AIM A: In the page on building a custom NRF51288 service, how long is the UUID that distinguishes a service?

PAGE:
** Begin **

Custom Service with SD110 the NRF51288

As a person who makes their living in the IOT world, I decided it would be handy to learn how to get data to and from the venerable NRF51288, which is certainly a contender for the best bluetooth SoC out there.  One annoying thing is that the wonderful Softdevice that Nordic provides does not have a particularly clear English translation, or good pictures in their documentation.  Here I will try to describe with pictures and arrows that my mechE brain is accustomed to, instead of with comments like “Attribute metadata for the User Description descriptor, or NULL for default”.  Hopefully after reading this, you will have a better feel for how to make a custom service, as well as what the more formal terms are for the different parts of the service in the softdevice API.

How to read this:

The 10,000 meter view will start with the softdevce and the GATT server, then at 1,000 meters, we will inspect bas.h to see what the minimum viable functions for a bluetooth service are.  At 100 meters we will look at the softdevice calls that add the information to the GATT server.  at 10 meters we will look at what gets passed to those calls- the real key to understanding how to add things.  At the very end, I will show you how I changed the bas example to report acceleration values.  This is by no means a definitive guide, but hopefully it will give you a jumping off point for adding services to your code.

10,000 Meters: GATT and the Softdevice


The thing we want to do is add a new service to our Generic Attribute Profile (GATT) server.  Adafruit does a wonderful job of explaining it here, with pictures.  Once you connect to a BTLE device over a Generic Access Profile (GAP), your bluetooth client, usually something like a phone or computer, can access the GATT server, usually something like a the NRF5.

A GATT server can have characteristics, as well as services.  Services are groupings of characteristics.  Services are distinguished by a 128-bit UUID.  Some of them are reserved for particular types of services, like a heart rate monitor, but we will deal with making sure we don’t use those later.  Two that are always included are the Generic Access Service and The Generic Attribute Service.

** End **

(Recorded data)

** Begin **

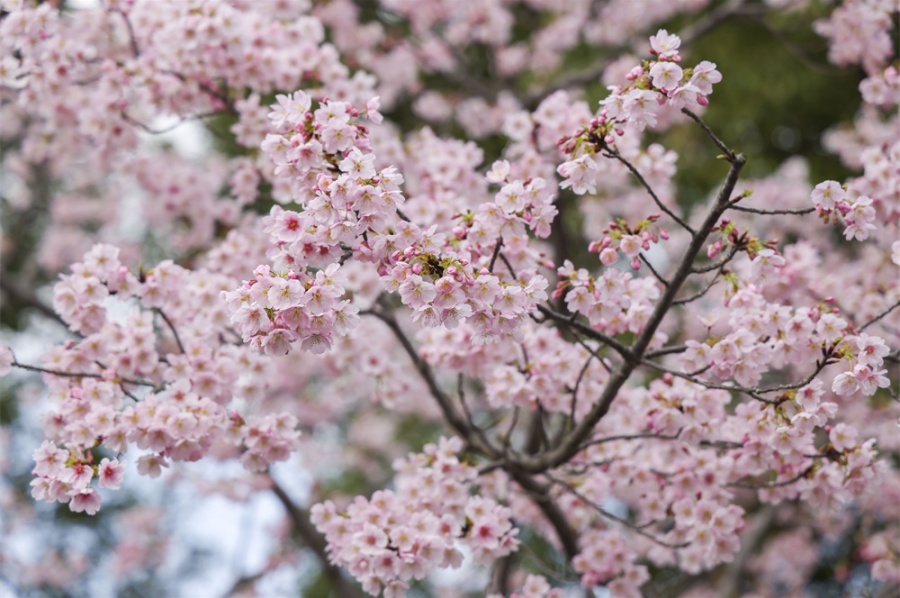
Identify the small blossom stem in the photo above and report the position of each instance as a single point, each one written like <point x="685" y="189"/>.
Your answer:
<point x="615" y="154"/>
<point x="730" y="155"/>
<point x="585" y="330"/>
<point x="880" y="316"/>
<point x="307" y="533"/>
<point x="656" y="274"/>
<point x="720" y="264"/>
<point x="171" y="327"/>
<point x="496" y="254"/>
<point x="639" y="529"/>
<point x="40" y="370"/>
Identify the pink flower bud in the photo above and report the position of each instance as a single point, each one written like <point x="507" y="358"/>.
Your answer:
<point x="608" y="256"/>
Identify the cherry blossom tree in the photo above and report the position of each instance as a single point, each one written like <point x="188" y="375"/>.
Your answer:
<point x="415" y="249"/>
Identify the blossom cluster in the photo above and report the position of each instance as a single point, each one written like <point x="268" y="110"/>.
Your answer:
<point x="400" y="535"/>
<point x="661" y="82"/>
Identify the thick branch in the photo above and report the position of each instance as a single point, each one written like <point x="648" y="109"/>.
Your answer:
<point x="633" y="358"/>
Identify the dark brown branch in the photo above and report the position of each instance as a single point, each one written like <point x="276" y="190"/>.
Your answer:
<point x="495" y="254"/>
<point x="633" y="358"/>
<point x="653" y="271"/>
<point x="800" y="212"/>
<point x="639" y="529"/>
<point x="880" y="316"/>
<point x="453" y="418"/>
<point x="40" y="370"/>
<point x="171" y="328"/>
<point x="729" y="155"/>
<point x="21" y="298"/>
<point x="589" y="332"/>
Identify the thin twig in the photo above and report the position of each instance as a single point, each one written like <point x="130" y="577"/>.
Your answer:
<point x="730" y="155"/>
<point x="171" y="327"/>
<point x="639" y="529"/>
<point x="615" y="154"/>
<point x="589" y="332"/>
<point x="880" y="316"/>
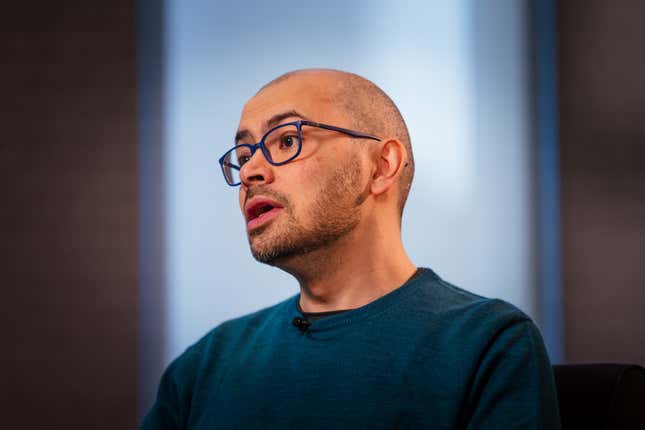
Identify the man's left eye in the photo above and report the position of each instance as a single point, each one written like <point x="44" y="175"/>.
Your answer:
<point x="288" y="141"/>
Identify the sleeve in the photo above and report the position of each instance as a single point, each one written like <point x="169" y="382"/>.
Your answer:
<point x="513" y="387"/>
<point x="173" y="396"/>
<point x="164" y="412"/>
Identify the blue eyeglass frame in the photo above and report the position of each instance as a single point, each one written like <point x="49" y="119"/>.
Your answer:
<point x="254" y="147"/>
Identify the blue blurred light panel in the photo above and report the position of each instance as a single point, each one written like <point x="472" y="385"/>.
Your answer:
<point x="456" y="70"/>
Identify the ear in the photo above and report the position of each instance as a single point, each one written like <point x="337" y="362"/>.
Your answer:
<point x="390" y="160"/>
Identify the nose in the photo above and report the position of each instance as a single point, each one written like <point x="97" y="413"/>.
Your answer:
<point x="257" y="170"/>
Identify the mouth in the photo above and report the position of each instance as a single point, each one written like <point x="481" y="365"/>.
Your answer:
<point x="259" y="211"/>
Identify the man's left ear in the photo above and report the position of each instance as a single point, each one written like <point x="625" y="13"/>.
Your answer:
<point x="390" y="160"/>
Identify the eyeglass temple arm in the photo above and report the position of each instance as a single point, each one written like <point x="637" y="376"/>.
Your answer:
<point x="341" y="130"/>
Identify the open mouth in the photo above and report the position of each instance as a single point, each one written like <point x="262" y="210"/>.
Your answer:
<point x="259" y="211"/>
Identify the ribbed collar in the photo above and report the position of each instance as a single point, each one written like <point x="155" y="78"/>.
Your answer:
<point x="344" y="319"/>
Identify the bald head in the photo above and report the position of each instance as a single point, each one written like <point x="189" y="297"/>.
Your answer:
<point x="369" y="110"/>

** End **
** Begin **

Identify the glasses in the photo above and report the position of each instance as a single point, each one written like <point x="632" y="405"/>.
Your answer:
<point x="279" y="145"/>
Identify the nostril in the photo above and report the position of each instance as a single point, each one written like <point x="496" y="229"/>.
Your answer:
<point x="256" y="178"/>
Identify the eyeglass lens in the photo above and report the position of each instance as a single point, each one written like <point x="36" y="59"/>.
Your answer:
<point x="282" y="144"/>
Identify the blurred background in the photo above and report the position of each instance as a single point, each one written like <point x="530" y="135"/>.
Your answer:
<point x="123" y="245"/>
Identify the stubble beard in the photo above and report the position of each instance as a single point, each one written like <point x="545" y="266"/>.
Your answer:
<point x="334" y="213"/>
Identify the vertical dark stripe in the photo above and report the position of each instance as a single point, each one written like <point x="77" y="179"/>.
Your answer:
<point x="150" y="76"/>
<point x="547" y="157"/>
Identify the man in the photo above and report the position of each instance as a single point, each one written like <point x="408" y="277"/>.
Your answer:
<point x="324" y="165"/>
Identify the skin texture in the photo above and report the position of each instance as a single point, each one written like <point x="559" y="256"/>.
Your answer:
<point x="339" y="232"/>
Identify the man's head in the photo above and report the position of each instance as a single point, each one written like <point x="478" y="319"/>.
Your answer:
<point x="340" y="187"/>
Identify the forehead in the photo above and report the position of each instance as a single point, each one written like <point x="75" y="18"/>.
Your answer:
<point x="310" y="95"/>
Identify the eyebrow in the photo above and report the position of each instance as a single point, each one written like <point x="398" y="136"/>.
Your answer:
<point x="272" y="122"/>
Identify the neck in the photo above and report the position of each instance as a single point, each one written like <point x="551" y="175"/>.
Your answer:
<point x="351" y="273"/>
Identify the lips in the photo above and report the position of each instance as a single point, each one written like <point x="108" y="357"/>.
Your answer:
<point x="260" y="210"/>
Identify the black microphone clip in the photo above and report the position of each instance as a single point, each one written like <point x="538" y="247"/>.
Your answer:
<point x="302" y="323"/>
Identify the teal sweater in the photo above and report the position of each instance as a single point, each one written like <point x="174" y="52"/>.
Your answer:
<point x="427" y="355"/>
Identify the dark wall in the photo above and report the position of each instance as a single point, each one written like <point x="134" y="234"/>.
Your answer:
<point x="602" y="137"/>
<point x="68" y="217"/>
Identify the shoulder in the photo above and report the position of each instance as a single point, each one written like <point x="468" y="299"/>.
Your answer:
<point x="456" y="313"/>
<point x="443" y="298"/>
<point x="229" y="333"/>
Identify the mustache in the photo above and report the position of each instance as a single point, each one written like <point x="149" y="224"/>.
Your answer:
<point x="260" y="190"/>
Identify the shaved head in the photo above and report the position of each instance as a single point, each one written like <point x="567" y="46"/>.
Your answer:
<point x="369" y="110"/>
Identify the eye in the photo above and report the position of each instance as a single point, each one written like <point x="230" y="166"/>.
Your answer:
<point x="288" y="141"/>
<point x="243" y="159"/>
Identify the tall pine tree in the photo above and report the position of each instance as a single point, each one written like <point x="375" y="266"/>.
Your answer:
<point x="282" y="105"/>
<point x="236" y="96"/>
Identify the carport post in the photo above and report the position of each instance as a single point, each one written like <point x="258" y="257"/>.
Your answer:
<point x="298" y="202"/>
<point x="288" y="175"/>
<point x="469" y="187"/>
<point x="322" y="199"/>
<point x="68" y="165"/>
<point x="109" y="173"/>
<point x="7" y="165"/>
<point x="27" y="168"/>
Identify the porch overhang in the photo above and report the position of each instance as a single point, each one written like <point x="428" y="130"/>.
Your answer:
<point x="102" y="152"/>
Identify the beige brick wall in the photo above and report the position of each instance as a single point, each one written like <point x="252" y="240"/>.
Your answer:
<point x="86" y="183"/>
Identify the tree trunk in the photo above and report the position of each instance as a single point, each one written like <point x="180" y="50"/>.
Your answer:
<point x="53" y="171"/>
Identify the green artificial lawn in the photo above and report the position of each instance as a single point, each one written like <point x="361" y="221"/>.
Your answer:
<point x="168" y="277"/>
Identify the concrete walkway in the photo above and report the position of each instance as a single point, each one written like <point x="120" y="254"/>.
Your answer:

** End **
** Begin **

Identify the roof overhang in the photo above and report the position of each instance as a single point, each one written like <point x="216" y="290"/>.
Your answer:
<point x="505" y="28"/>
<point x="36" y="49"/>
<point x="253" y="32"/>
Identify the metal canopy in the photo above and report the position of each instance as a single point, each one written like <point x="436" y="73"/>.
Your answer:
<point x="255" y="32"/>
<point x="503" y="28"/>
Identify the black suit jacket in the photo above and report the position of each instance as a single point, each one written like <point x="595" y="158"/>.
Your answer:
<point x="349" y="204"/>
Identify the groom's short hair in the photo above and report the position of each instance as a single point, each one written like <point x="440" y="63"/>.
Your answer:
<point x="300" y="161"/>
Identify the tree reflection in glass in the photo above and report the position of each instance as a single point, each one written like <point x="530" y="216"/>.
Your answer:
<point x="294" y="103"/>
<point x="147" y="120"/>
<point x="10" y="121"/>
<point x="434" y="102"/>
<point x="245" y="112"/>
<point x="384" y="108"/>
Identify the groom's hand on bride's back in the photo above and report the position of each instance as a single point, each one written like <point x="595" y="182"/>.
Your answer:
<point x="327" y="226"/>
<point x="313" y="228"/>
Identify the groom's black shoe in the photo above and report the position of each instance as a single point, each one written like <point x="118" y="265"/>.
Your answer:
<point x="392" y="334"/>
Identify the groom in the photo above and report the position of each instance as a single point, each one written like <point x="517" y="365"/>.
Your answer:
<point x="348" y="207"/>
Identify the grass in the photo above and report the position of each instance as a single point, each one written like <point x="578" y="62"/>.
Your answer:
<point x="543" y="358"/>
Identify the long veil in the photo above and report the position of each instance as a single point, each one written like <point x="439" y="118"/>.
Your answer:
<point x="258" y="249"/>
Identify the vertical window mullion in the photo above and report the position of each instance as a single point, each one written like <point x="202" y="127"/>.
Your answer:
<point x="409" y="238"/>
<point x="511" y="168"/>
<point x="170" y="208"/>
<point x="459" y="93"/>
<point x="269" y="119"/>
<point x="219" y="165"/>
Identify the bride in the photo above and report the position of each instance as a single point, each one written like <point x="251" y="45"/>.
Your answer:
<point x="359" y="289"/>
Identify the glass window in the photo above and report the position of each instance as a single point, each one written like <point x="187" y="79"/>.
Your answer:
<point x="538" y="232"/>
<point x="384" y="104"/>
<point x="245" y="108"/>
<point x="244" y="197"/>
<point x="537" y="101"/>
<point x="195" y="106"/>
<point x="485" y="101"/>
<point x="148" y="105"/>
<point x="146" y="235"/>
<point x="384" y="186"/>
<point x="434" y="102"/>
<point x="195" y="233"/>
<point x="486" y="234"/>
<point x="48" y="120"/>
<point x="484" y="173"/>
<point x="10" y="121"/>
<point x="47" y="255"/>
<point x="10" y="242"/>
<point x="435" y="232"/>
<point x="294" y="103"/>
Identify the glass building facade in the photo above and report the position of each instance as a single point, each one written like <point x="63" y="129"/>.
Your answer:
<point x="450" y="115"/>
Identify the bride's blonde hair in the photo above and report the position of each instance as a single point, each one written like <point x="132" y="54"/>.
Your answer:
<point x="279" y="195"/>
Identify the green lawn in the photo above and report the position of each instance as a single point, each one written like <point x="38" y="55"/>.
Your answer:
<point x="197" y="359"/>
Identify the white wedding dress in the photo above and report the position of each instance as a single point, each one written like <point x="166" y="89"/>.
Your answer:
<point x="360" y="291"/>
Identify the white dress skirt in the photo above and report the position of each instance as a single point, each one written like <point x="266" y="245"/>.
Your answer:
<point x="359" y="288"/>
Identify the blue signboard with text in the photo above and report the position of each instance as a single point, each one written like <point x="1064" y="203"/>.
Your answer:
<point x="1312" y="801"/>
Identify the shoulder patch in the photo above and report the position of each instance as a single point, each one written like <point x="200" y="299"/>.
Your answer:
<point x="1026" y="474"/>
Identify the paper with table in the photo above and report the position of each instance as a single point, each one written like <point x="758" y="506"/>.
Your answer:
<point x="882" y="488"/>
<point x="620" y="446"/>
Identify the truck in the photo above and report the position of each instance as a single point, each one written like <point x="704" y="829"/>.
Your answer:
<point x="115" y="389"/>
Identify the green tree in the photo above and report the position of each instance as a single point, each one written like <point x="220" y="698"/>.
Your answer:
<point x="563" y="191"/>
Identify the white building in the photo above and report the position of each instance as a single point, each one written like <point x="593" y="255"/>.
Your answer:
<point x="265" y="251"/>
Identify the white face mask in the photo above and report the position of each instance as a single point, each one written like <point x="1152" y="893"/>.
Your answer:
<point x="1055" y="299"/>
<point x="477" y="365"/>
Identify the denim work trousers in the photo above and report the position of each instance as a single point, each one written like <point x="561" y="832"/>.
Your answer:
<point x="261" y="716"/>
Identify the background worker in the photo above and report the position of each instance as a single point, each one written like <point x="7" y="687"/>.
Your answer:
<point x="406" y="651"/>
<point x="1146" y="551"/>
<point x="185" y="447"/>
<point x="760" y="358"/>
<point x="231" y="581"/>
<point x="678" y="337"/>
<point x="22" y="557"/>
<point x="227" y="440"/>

** End **

AIM B: Find each line in the records that contains the string "with", and copy those lines.

FULL RESPONSE A: 128 bits.

FULL RESPONSE B:
Identify the blue signboard with text in the photo above and report the position of each instance as a single point, each one written like <point x="1064" y="203"/>.
Identify the paper with table in the photo above and report the position of each instance as a single point, each one written like <point x="758" y="506"/>.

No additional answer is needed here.